--- Exercise ---
Keep the pictures out while you transcribe the listing below exactly.

--- Exercise materials ---
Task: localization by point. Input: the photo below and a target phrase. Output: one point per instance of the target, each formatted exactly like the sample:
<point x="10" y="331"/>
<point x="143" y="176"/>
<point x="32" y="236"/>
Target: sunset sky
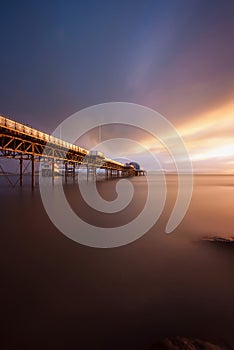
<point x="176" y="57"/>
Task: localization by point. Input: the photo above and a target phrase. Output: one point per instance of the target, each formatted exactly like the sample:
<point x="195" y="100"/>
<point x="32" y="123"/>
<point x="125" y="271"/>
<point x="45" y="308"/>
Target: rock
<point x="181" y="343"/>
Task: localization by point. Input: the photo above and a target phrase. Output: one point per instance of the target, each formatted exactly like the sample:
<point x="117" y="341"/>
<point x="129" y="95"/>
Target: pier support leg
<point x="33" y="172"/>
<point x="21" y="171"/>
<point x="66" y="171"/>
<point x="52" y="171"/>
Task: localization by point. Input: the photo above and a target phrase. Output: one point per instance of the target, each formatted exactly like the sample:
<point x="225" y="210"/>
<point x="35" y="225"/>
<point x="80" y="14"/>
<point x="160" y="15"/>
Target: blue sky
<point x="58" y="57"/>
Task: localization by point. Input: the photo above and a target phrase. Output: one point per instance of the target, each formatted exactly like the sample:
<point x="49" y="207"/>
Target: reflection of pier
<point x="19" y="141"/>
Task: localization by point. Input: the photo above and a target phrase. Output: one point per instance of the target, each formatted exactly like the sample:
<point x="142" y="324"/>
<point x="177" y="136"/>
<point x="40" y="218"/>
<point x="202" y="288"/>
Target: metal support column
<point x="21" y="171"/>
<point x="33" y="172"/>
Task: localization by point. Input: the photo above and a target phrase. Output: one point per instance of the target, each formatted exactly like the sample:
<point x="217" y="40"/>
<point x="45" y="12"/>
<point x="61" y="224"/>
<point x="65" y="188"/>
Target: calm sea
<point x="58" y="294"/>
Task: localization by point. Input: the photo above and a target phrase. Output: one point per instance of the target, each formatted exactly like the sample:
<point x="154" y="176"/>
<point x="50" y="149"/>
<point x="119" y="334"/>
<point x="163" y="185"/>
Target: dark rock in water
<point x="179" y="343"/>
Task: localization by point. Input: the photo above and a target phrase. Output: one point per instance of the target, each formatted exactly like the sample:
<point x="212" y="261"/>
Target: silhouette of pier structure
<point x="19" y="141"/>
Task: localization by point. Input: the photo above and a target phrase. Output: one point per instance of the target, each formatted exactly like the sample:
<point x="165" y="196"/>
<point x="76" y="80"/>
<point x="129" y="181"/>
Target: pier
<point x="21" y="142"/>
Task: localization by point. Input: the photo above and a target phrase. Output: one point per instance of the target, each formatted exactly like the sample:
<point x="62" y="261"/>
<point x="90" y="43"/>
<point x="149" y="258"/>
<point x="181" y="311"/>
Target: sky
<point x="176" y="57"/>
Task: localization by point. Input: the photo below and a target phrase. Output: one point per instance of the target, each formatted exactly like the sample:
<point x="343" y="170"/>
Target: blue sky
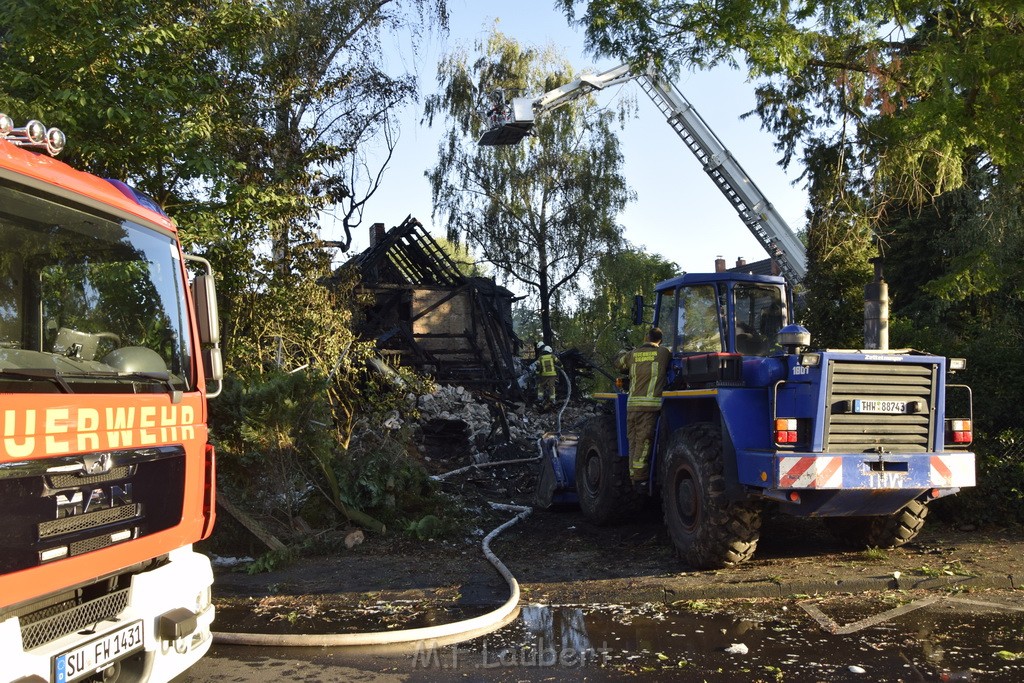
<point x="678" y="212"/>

--- Reply to the exercise ---
Task: localization by point. Input: the photo below and a target phrase. Output: one point per instance of the target, each formatted exactly like the sample:
<point x="10" y="331"/>
<point x="143" y="176"/>
<point x="32" y="236"/>
Target: sunset sky
<point x="176" y="57"/>
Task: localization by point. Input: the photo above and a target phrase. Output: one point per instance of the target, each formatted exactly like the sample:
<point x="195" y="100"/>
<point x="32" y="123"/>
<point x="125" y="271"/>
<point x="45" y="308"/>
Target: rock
<point x="181" y="343"/>
Task: localization by point. Input: the photo above and a target phrase. Output: one point per instance of the target, each formatted exactly like the sample:
<point x="117" y="341"/>
<point x="129" y="95"/>
Target: pier support leg
<point x="33" y="172"/>
<point x="21" y="171"/>
<point x="66" y="171"/>
<point x="52" y="171"/>
Task: localization by point. Input: the photo above and a target phrase. Output: one point per instance of the target, each formatted exactly like the sample:
<point x="225" y="210"/>
<point x="35" y="225"/>
<point x="80" y="14"/>
<point x="160" y="15"/>
Target: blue sky
<point x="58" y="57"/>
Task: localization by point. Input: the photo above and a target phrase. Output: one point per instance of the target, each formatted exactly like the sample:
<point x="49" y="207"/>
Target: reflection of pier
<point x="19" y="141"/>
Task: localization by point. Input: the photo above and a target phrase. Output: one point per instance of the target, each formatted exactly like the sample:
<point x="142" y="324"/>
<point x="177" y="136"/>
<point x="40" y="218"/>
<point x="202" y="288"/>
Target: metal support column
<point x="21" y="171"/>
<point x="33" y="172"/>
Task: localization by point. Input: the photo above and a target phrase. Output: one point per instance of the target, each formatted exactly like the sample:
<point x="217" y="40"/>
<point x="45" y="12"/>
<point x="61" y="224"/>
<point x="65" y="188"/>
Target: calm sea
<point x="58" y="294"/>
Task: localization by point. Input: the photo above and a target phrase. Output: one point per instance of the target, each formatted exactly like the sample:
<point x="154" y="176"/>
<point x="50" y="149"/>
<point x="119" y="334"/>
<point x="163" y="185"/>
Target: dark rock in water
<point x="179" y="343"/>
Task: localization by point. Input: the photo above and a target phrase. Output: one point per instance of the target, each formatted exactly like the sample:
<point x="212" y="261"/>
Target: silhouette of pier structure
<point x="19" y="141"/>
Task: localization by point. Input: the photo above and a target phrase. Output: one point per instance of the target, each formatted exactly like the sample:
<point x="165" y="196"/>
<point x="76" y="80"/>
<point x="129" y="181"/>
Target: pier
<point x="21" y="142"/>
Task: localization by point. Input: the photo above and a target phrase. Output: one point per instance of the target, each formatted exactly like the sample:
<point x="62" y="261"/>
<point x="90" y="43"/>
<point x="149" y="258"/>
<point x="181" y="311"/>
Target: sky
<point x="176" y="57"/>
Task: localization by point. Input: the photo below and a target phrase. Output: one point per instance of the target, each formatted exactly like the sample:
<point x="343" y="170"/>
Target: blue sky
<point x="678" y="212"/>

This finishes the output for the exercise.